:: What you will do ::
Write out the material below exactly, beginning at the line that contains "wine glass in the photo above." and ending with its last line, both ends included; write nothing else.

# # # # # # #

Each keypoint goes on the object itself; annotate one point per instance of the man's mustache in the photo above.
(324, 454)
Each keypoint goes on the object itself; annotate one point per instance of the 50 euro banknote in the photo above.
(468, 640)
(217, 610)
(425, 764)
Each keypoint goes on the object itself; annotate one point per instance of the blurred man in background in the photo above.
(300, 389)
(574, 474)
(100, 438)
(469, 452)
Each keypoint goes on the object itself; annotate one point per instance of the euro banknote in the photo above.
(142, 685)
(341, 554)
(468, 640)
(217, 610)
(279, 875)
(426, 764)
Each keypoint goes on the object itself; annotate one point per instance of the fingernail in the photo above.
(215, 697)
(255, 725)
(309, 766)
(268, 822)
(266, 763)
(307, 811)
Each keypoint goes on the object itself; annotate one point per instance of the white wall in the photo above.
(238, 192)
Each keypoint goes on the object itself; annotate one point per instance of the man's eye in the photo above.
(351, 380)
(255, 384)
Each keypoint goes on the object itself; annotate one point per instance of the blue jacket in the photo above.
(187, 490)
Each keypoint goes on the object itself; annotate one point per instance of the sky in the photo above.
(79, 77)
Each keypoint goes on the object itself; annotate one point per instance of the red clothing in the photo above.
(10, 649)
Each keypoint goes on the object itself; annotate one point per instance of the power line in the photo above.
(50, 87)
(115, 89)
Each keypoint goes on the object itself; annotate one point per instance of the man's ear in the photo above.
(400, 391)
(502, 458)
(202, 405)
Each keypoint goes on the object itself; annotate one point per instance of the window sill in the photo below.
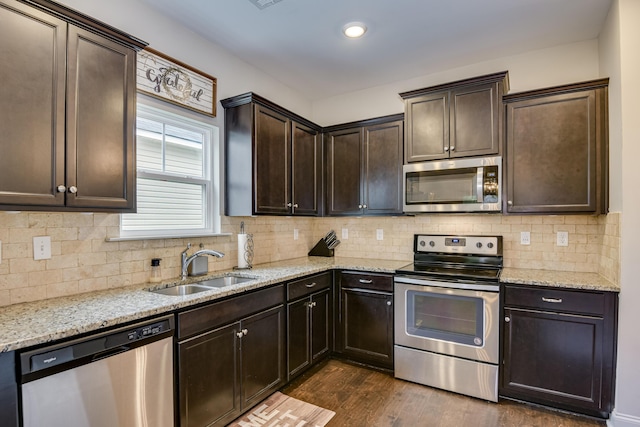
(160, 237)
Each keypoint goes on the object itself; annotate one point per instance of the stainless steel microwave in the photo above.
(458, 185)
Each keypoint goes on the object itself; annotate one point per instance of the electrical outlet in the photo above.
(42, 247)
(562, 238)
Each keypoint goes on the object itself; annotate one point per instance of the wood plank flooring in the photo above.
(368, 398)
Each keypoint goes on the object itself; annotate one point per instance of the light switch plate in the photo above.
(42, 247)
(562, 238)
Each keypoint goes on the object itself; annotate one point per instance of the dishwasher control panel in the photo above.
(96, 346)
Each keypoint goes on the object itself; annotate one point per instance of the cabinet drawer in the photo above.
(558, 300)
(378, 282)
(307, 285)
(200, 319)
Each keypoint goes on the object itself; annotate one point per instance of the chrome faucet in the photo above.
(186, 260)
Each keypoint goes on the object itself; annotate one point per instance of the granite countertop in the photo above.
(29, 324)
(559, 279)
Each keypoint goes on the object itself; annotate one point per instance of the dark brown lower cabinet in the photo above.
(309, 333)
(559, 348)
(227, 370)
(365, 319)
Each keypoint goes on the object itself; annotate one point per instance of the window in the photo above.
(177, 186)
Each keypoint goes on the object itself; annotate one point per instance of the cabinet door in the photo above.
(306, 156)
(382, 169)
(32, 70)
(554, 357)
(367, 326)
(474, 121)
(344, 196)
(551, 154)
(272, 162)
(101, 103)
(427, 127)
(262, 355)
(209, 378)
(299, 337)
(321, 324)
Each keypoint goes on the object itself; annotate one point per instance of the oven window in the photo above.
(451, 318)
(437, 187)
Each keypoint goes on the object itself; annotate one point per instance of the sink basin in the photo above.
(205, 285)
(181, 290)
(221, 282)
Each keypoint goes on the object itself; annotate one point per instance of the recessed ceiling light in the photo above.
(354, 29)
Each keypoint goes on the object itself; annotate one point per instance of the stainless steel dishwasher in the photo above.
(119, 378)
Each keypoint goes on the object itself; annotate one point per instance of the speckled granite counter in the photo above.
(561, 279)
(28, 324)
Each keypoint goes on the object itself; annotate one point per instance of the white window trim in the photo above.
(212, 186)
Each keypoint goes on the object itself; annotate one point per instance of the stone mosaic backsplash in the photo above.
(83, 261)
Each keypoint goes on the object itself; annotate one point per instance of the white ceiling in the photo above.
(299, 42)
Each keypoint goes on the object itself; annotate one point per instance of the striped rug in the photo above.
(282, 410)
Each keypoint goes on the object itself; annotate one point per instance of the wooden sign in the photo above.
(168, 79)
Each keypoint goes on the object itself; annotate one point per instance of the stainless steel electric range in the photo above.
(446, 314)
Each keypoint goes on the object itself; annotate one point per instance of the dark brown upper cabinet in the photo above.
(457, 119)
(557, 149)
(364, 167)
(273, 159)
(68, 140)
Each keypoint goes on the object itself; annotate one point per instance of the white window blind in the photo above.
(175, 191)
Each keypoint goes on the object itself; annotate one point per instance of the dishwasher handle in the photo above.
(85, 350)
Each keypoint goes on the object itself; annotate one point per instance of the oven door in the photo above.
(434, 316)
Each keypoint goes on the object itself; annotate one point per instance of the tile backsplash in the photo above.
(82, 260)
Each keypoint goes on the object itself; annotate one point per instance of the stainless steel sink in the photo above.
(221, 282)
(181, 290)
(205, 285)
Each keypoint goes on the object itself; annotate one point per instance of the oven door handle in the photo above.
(474, 286)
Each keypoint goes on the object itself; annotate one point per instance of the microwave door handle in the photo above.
(480, 184)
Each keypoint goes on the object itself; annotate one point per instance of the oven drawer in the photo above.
(556, 300)
(308, 285)
(376, 282)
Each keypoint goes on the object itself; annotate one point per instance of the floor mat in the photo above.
(280, 410)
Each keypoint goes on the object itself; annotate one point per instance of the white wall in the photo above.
(620, 59)
(530, 70)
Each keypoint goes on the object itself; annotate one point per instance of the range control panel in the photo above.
(464, 245)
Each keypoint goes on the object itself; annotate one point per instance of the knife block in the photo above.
(321, 249)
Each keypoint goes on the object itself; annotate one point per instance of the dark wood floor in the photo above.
(364, 397)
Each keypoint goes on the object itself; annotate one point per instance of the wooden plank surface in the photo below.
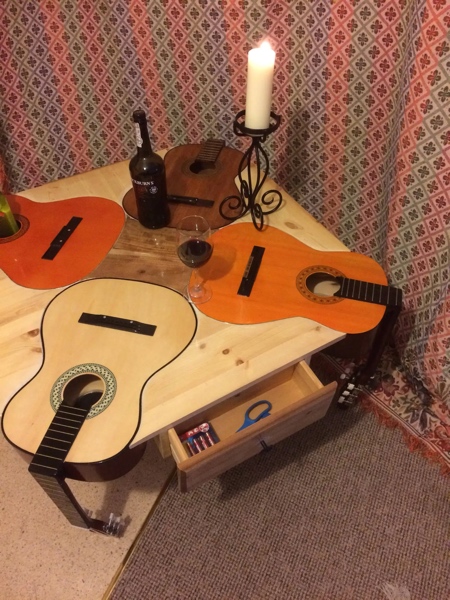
(221, 360)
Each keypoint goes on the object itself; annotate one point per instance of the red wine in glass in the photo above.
(195, 253)
(194, 247)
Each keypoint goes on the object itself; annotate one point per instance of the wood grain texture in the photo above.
(222, 359)
(78, 348)
(215, 183)
(275, 294)
(21, 255)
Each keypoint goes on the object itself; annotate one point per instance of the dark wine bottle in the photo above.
(148, 176)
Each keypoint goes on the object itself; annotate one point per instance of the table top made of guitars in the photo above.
(222, 359)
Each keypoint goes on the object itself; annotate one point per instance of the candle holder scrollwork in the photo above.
(249, 188)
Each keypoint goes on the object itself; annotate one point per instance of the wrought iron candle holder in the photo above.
(249, 189)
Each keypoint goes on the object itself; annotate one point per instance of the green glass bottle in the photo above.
(148, 176)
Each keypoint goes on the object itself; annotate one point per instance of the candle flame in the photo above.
(265, 47)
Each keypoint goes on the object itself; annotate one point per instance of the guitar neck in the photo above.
(375, 293)
(47, 467)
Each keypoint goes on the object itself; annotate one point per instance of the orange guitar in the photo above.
(260, 276)
(199, 177)
(60, 242)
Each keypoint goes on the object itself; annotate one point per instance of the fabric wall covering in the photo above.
(362, 87)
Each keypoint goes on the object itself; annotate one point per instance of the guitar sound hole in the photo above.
(322, 284)
(84, 391)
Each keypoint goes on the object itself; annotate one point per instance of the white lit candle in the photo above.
(261, 64)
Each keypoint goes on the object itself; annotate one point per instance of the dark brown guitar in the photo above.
(199, 177)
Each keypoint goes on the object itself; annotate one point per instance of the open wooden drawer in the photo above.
(298, 399)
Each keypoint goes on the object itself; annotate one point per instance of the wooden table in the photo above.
(222, 360)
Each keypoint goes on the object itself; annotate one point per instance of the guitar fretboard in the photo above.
(375, 293)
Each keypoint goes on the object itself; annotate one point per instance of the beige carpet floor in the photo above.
(42, 557)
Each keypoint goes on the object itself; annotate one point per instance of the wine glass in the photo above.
(194, 247)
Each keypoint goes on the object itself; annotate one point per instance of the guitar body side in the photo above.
(211, 184)
(89, 243)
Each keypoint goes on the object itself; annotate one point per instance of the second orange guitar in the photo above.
(342, 290)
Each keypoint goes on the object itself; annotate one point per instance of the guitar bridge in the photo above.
(117, 323)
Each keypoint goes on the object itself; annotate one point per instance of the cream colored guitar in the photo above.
(102, 340)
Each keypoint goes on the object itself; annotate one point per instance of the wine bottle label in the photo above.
(138, 135)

# # # # # # #

:: Exercise result ::
Each keypoint goes on the object itself; annotate one point per instance of the wine glass in the photo above.
(194, 247)
Each keypoint goes on the object itself; annotate one point per instance of the guitar body side in the photo above.
(211, 184)
(89, 243)
Each keypoint goes on the object itself; annotate one point per instance of the second orange guitar in the photo above.
(342, 290)
Each keypoint goes on the object itself; annotate one point per instance of the guitar bridge in the photo above.
(117, 323)
Each keypoint goes on the object itself; annotate one point per instance of the cream colored guitar in the photo above.
(102, 340)
Each keypoint goes on the object itself; annotate one point per instance of the wine bottle label in the photo above.
(138, 135)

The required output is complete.